Sumber
________

Pemilu merupakan sarana pelaksanaan kedaulatan rakyat dalam Negara Kesatuan Republik Indonesia (NKRI) yang berdasarkan pancasila dan Undang-Undang Dasar Republik Indonesia Tahun 1945. Pemilu diselenggarakan dengan tujuan untuk memilih wakil rakyat dan wakil daerah, serta untuk membentuk pemerintahan yang demokratis, kuat, dan memperoleh dukungan rakyat dalam rangka mewujudkan tujuan nasional sebagaimana Undang-Undang Dasar Negara Republik Indonesia Tahun 1945. Pemilu dilaksanakan oleh negara Indonesia dalam rangka mewujudkan kedaulatan rakyat sekaligus penerapan prinsip-prinsip atau nilai-nilai demokrasi, meningkatkan kesadaran politik rakyat untuk berpartisipasi aktif dalam pemilihan umum demi terwujudnya cita-cita masyarakat Indonesia yang demokratis.
E.     Problematika dalam Pemilu
Setiap pelaksanaan Pemilu terkadang merencanakan mengubah pasal UU Pemilu. Sehigga, hal ini cenderung akan mengubah sistem Pemilu secara keseluruhan dan juga dengan ganti UU untuk keuntungan partai bukan untuk mementingkan kedepannya nasib NKRI dalam menjalankan Pemilu. Apalagi di Indonesia yang menganut sistem demokrasi yang mengatakan bahwa kekuasaan berada di tangan rakyat. Berarti rakyat dalam hal bersuara harus benar–benar diperhatikan tidak boleh diabaikan.  Berikut merupakan problematika secara umum yang sering terjadi pada saat pelaksanaan Pemilu:
1)      Penghitungan suara yang sangat lambat sehingga memakan waktu dan tenaga.
2)      Politik uang (money politic) sangat merajalela sehingga mementingkan satu golongan saja bukan kepentingan rakyat. Pelanggaran dalam bentuk politik uang secara khusus ditulis oleh Sulistyo dan Kadar (2009: 4-5). Politik uang ini dipraktikan dalam berbagai bentuk, antara lain:
a.       Penyalahgunaan kekuasaan dan kewenangan berupa penggunaan keuangan negara untuk tujuan keuntungan langsung maupun tidak langsung partai politik.

________

(Entri anotasi bentuk)
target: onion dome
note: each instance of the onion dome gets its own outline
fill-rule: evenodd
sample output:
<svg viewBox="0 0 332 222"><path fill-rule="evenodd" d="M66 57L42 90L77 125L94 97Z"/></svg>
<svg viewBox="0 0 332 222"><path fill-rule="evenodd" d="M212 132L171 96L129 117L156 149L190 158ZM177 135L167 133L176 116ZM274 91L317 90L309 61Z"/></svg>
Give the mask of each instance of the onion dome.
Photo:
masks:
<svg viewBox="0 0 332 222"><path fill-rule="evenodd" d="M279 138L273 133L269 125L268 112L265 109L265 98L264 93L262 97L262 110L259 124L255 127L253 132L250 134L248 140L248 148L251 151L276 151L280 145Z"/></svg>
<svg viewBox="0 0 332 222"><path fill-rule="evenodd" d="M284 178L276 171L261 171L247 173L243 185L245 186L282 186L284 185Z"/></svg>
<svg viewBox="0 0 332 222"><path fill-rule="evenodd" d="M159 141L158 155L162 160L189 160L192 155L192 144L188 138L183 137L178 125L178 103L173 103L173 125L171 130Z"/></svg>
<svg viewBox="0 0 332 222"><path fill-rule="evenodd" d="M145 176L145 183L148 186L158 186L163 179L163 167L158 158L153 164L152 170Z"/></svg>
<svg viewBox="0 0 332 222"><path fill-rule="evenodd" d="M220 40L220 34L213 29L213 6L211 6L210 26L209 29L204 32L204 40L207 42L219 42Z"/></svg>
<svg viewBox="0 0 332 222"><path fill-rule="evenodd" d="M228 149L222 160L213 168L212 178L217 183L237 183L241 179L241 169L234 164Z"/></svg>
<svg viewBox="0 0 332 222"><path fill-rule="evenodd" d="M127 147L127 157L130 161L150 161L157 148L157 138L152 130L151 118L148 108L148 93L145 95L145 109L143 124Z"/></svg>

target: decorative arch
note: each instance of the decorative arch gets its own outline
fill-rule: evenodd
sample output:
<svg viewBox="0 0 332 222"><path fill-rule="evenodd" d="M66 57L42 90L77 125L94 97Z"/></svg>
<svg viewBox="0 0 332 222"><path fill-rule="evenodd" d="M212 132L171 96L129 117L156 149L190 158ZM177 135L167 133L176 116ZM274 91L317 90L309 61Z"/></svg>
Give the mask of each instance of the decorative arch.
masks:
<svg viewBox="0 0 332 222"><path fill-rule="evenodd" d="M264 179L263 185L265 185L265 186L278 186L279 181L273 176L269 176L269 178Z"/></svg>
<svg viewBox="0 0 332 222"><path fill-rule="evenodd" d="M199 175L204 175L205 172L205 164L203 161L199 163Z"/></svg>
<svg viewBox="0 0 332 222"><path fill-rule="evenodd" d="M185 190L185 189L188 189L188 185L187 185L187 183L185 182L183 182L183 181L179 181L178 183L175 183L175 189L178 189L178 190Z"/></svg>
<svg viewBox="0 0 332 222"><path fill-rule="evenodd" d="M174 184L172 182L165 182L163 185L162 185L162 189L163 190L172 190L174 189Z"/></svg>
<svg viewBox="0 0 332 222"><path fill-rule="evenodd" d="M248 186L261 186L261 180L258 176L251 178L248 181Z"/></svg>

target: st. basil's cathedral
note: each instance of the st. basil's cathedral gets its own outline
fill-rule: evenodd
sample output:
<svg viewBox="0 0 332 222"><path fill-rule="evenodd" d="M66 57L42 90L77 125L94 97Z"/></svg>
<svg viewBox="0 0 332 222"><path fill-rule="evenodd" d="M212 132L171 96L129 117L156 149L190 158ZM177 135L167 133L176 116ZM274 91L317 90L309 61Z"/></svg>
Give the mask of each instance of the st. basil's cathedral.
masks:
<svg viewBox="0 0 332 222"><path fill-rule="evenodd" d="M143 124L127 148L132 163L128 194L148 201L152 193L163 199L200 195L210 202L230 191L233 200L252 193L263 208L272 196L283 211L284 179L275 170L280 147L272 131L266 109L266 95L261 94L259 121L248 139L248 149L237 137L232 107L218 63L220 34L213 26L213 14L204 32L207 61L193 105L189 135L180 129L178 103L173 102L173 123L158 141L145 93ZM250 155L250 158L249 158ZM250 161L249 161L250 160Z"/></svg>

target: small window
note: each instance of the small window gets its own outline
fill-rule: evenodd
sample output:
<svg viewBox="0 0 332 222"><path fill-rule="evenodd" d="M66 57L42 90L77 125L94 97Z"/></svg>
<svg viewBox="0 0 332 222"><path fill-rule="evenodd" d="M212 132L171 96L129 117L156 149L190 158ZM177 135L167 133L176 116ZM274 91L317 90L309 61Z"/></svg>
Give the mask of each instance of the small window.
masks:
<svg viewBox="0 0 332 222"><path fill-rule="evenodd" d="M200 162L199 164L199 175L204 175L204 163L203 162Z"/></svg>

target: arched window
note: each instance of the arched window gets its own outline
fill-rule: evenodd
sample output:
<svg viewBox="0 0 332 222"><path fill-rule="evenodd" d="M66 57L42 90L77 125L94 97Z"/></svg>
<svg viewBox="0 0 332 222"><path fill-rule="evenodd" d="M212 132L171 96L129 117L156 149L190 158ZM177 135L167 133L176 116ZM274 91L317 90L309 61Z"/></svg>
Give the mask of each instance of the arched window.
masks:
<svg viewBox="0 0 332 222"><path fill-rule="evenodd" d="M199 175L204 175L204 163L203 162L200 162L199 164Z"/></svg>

________

Yang Harus Dikerjakan
Tolong ketik ulang tanpa perubahan bagian teks tentang pemilu yang diawali kata-kata yang memuat "Pemilu merupakan sarana" dan diakhiri dengan "Indonesia yang demokratis.". Item-item tersebut tidak dipakai di sini.

Hasil
Pemilu merupakan sarana pelaksanaan kedaulatan rakyat dalam Negara Kesatuan Republik Indonesia (NKRI) yang berdasarkan pancasila dan Undang-Undang Dasar Republik Indonesia Tahun 1945. Pemilu diselenggarakan dengan tujuan untuk memilih wakil rakyat dan wakil daerah, serta untuk membentuk pemerintahan yang demokratis, kuat, dan memperoleh dukungan rakyat dalam rangka mewujudkan tujuan nasional sebagaimana Undang-Undang Dasar Negara Republik Indonesia Tahun 1945. Pemilu dilaksanakan oleh negara Indonesia dalam rangka mewujudkan kedaulatan rakyat sekaligus penerapan prinsip-prinsip atau nilai-nilai demokrasi, meningkatkan kesadaran politik rakyat untuk berpartisipasi aktif dalam pemilihan umum demi terwujudnya cita-cita masyarakat Indonesia yang demokratis.